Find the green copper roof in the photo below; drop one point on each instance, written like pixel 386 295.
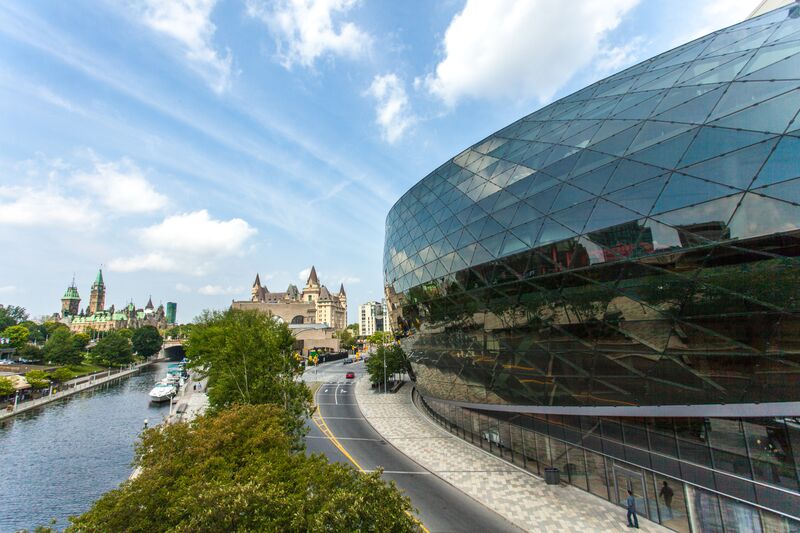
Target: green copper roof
pixel 71 293
pixel 99 279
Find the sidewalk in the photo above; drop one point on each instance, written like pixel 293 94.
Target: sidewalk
pixel 514 494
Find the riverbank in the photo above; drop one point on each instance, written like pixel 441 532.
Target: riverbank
pixel 74 387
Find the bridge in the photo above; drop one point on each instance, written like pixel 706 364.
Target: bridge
pixel 173 348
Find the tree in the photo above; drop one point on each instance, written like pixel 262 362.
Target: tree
pixel 346 339
pixel 31 353
pixel 37 332
pixel 61 375
pixel 6 386
pixel 52 327
pixel 12 315
pixel 37 379
pixel 147 341
pixel 395 362
pixel 247 356
pixel 17 335
pixel 61 349
pixel 380 337
pixel 113 350
pixel 80 341
pixel 237 471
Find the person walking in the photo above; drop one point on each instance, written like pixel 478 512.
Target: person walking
pixel 631 501
pixel 667 493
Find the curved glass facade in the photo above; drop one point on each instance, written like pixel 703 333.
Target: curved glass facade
pixel 626 251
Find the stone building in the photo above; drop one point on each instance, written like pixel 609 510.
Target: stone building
pixel 313 314
pixel 97 319
pixel 315 304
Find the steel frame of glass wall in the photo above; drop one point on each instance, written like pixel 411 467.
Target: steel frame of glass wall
pixel 614 279
pixel 608 468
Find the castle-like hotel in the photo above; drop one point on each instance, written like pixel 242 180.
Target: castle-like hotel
pixel 315 304
pixel 96 318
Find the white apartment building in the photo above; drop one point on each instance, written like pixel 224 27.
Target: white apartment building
pixel 372 317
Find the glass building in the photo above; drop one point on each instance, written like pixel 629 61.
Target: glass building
pixel 611 285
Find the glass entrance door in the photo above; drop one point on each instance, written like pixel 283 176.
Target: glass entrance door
pixel 626 479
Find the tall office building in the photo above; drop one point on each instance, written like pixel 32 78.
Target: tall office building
pixel 609 285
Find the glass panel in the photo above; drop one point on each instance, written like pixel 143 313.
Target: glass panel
pixel 728 446
pixel 672 504
pixel 704 511
pixel 738 517
pixel 770 452
pixel 596 474
pixel 576 467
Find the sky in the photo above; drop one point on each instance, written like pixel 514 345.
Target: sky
pixel 186 145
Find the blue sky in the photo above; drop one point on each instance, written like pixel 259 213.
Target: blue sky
pixel 187 144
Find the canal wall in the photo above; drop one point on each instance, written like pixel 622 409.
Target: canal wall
pixel 94 381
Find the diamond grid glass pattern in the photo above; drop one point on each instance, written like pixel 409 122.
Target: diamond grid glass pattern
pixel 640 234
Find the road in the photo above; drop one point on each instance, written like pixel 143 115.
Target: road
pixel 342 434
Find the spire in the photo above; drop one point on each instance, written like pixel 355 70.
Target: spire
pixel 312 277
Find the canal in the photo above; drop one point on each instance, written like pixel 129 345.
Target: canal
pixel 58 459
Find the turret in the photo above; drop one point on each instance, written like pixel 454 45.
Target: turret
pixel 97 298
pixel 71 301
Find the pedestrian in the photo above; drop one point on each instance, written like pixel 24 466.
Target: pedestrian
pixel 667 493
pixel 631 501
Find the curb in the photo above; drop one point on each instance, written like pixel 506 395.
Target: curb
pixel 358 403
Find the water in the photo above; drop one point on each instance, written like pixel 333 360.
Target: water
pixel 58 459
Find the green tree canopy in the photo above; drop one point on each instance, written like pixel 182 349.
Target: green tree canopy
pixel 247 356
pixel 395 362
pixel 380 337
pixel 237 471
pixel 51 327
pixel 17 335
pixel 113 350
pixel 32 353
pixel 346 338
pixel 37 332
pixel 61 349
pixel 146 341
pixel 11 315
pixel 80 341
pixel 37 379
pixel 6 387
pixel 61 374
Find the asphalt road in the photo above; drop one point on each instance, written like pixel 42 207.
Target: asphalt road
pixel 342 434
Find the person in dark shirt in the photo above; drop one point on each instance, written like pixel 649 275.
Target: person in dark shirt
pixel 667 493
pixel 631 501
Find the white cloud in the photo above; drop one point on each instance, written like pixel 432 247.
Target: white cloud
pixel 506 49
pixel 304 30
pixel 189 23
pixel 218 290
pixel 51 192
pixel 121 187
pixel 190 242
pixel 392 108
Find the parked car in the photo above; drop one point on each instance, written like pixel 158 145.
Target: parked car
pixel 493 436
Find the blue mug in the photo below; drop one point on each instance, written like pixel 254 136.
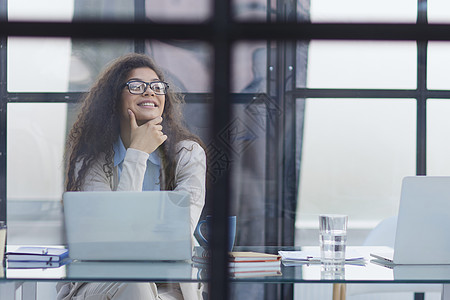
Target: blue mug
pixel 203 241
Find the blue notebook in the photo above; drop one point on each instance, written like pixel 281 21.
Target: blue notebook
pixel 38 254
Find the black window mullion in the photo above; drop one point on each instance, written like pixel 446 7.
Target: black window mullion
pixel 139 16
pixel 3 112
pixel 421 151
pixel 221 116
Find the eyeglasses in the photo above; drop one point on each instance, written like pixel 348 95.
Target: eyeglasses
pixel 138 87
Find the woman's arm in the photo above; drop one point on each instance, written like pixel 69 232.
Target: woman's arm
pixel 131 179
pixel 190 176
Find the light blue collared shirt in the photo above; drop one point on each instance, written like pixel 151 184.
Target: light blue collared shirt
pixel 151 177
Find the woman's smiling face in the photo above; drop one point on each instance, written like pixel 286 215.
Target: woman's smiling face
pixel 146 106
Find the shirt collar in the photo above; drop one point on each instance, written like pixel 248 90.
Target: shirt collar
pixel 120 152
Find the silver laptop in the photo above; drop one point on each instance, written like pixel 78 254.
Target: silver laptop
pixel 133 226
pixel 423 223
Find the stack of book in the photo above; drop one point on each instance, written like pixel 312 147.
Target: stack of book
pixel 37 257
pixel 254 264
pixel 243 264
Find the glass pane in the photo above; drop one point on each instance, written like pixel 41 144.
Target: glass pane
pixel 438 131
pixel 58 64
pixel 438 65
pixel 249 67
pixel 371 65
pixel 42 10
pixel 355 153
pixel 180 60
pixel 438 11
pixel 364 11
pixel 178 10
pixel 36 135
pixel 38 64
pixel 252 10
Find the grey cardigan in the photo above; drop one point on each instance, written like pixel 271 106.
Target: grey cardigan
pixel 190 176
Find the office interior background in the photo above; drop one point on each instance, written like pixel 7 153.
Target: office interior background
pixel 317 126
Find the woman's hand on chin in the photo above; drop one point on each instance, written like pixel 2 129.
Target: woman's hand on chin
pixel 147 137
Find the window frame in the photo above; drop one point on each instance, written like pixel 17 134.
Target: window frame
pixel 221 32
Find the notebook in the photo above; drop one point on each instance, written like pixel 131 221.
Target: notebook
pixel 132 226
pixel 423 223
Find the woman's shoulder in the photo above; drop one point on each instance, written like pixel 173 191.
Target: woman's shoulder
pixel 189 145
pixel 189 149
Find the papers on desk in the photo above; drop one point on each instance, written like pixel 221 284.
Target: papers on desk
pixel 291 258
pixel 244 263
pixel 37 257
pixel 13 264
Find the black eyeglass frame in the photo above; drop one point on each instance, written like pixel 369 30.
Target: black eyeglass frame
pixel 147 85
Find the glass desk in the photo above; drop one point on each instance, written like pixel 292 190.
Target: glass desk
pixel 368 273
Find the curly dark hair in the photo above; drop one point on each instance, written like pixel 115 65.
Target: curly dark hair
pixel 98 125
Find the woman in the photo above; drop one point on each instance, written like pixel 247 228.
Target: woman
pixel 129 136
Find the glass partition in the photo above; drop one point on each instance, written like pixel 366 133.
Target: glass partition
pixel 438 129
pixel 361 65
pixel 355 169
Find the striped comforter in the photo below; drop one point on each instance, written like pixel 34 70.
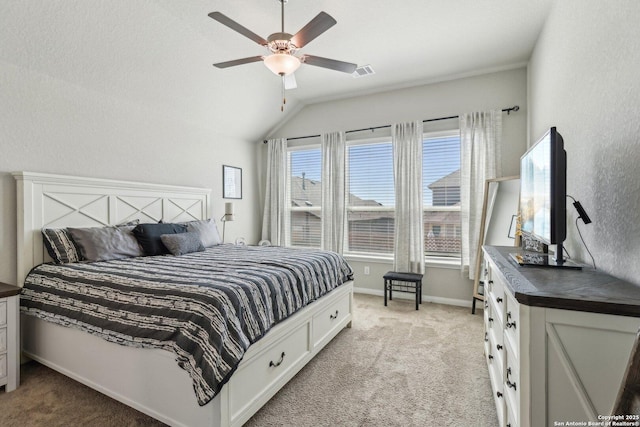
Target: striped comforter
pixel 206 307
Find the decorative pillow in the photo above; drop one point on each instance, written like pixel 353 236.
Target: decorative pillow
pixel 182 243
pixel 207 231
pixel 60 245
pixel 148 235
pixel 105 243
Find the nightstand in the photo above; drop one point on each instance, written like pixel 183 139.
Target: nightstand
pixel 9 337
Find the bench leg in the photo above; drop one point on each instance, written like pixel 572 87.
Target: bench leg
pixel 385 293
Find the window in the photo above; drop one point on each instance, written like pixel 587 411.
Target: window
pixel 371 199
pixel 441 194
pixel 305 195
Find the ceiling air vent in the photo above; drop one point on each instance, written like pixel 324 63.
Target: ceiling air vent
pixel 365 70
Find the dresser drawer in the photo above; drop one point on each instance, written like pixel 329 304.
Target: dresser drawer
pixel 328 320
pixel 3 369
pixel 3 340
pixel 512 384
pixel 254 379
pixel 512 322
pixel 3 313
pixel 496 295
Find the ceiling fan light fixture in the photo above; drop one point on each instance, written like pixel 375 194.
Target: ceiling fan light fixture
pixel 282 64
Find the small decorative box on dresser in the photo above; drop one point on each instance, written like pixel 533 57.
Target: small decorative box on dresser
pixel 557 341
pixel 9 337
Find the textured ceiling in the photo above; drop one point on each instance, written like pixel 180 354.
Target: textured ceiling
pixel 159 53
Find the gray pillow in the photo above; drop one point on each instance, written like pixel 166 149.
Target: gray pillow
pixel 60 245
pixel 182 243
pixel 207 231
pixel 106 243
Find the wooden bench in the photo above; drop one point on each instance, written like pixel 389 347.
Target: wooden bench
pixel 403 282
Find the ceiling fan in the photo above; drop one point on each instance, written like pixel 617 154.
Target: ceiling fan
pixel 282 48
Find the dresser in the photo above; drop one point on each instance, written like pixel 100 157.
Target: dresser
pixel 9 337
pixel 556 341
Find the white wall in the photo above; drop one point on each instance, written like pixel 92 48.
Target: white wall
pixel 60 113
pixel 497 90
pixel 584 79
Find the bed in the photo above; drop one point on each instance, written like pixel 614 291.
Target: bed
pixel 150 379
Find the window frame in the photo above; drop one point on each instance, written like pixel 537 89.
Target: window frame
pixel 443 261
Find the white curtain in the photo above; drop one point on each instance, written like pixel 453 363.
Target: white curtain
pixel 333 191
pixel 275 221
pixel 407 169
pixel 480 136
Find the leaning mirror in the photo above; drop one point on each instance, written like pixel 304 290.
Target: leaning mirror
pixel 498 223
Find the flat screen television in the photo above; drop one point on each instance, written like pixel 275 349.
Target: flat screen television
pixel 543 192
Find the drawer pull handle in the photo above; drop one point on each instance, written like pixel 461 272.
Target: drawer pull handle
pixel 278 363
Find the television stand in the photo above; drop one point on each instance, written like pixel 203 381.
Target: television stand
pixel 536 259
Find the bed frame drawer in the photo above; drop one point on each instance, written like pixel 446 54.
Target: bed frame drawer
pixel 277 363
pixel 325 322
pixel 3 369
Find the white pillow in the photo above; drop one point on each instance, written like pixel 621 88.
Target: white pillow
pixel 207 230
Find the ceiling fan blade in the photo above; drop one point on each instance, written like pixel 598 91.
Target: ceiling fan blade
pixel 318 61
pixel 318 25
pixel 235 62
pixel 290 81
pixel 225 20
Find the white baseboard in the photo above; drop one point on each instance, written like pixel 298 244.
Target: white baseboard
pixel 427 298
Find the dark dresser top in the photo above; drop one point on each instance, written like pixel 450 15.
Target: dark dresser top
pixel 582 290
pixel 8 290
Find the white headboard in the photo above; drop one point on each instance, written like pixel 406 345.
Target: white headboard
pixel 58 201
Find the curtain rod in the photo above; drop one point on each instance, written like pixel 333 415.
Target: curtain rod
pixel 504 110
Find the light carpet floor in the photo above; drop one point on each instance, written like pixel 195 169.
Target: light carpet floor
pixel 395 367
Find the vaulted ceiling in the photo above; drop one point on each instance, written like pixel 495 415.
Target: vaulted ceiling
pixel 159 53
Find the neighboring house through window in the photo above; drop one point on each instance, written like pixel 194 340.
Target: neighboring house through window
pixel 371 199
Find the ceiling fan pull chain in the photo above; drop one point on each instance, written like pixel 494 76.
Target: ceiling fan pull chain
pixel 284 100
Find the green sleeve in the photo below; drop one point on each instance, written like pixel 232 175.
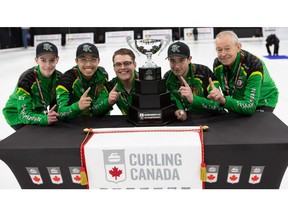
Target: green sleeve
pixel 65 110
pixel 202 104
pixel 101 106
pixel 251 96
pixel 177 101
pixel 25 110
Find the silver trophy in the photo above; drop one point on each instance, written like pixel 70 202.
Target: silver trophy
pixel 151 103
pixel 149 47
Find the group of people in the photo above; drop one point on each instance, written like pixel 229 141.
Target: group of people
pixel 240 83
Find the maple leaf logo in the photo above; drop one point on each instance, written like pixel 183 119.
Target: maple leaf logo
pixel 36 179
pixel 255 178
pixel 77 178
pixel 211 177
pixel 56 178
pixel 115 172
pixel 233 178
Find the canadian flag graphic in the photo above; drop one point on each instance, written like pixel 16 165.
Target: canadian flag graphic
pixel 35 175
pixel 55 175
pixel 234 173
pixel 212 173
pixel 256 174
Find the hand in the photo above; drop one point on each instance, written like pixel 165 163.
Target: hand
pixel 185 91
pixel 113 95
pixel 85 101
pixel 52 116
pixel 215 94
pixel 181 115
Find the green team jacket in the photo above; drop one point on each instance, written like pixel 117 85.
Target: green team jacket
pixel 72 86
pixel 198 80
pixel 125 98
pixel 254 86
pixel 24 105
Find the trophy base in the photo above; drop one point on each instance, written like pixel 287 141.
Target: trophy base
pixel 156 101
pixel 150 87
pixel 151 117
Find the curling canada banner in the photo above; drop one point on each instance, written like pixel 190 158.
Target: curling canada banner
pixel 144 158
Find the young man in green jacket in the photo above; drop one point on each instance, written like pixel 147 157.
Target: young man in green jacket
pixel 122 86
pixel 189 83
pixel 34 93
pixel 79 89
pixel 244 79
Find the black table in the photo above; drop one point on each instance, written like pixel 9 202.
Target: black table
pixel 258 140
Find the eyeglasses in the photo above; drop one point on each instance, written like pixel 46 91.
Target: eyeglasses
pixel 125 64
pixel 86 60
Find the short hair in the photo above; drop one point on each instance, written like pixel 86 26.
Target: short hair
pixel 228 33
pixel 124 51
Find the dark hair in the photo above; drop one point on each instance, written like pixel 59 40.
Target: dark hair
pixel 124 51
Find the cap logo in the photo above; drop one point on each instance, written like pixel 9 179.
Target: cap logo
pixel 47 47
pixel 175 48
pixel 86 48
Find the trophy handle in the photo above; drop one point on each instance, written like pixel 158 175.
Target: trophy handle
pixel 166 42
pixel 129 42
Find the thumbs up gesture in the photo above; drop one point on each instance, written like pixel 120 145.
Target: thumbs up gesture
pixel 52 115
pixel 85 101
pixel 215 94
pixel 185 91
pixel 113 95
————
**EXERCISE INSTRUCTIONS**: Reproduce the records from their beginning through the line containing "pixel 173 348", substituting "footpath" for every "sidewalk" and leaving everything else unchanged. Omit the picture from your answer.

**EXERCISE RESPONSE**:
Find the green copper roof in the photo below; drop one point on each instance, written like pixel 386 295.
Target: green copper roof
pixel 71 293
pixel 99 279
Find the footpath in the photo above; drop one point on each instance, written like pixel 293 94.
Target: footpath
pixel 514 494
Find the riverbank in the photo above; drop one point on each instance, written like pixel 441 532.
Target: riverbank
pixel 74 387
Find the bridge in the photo above; drop one point on each instance, written like pixel 706 364.
Target: bridge
pixel 173 348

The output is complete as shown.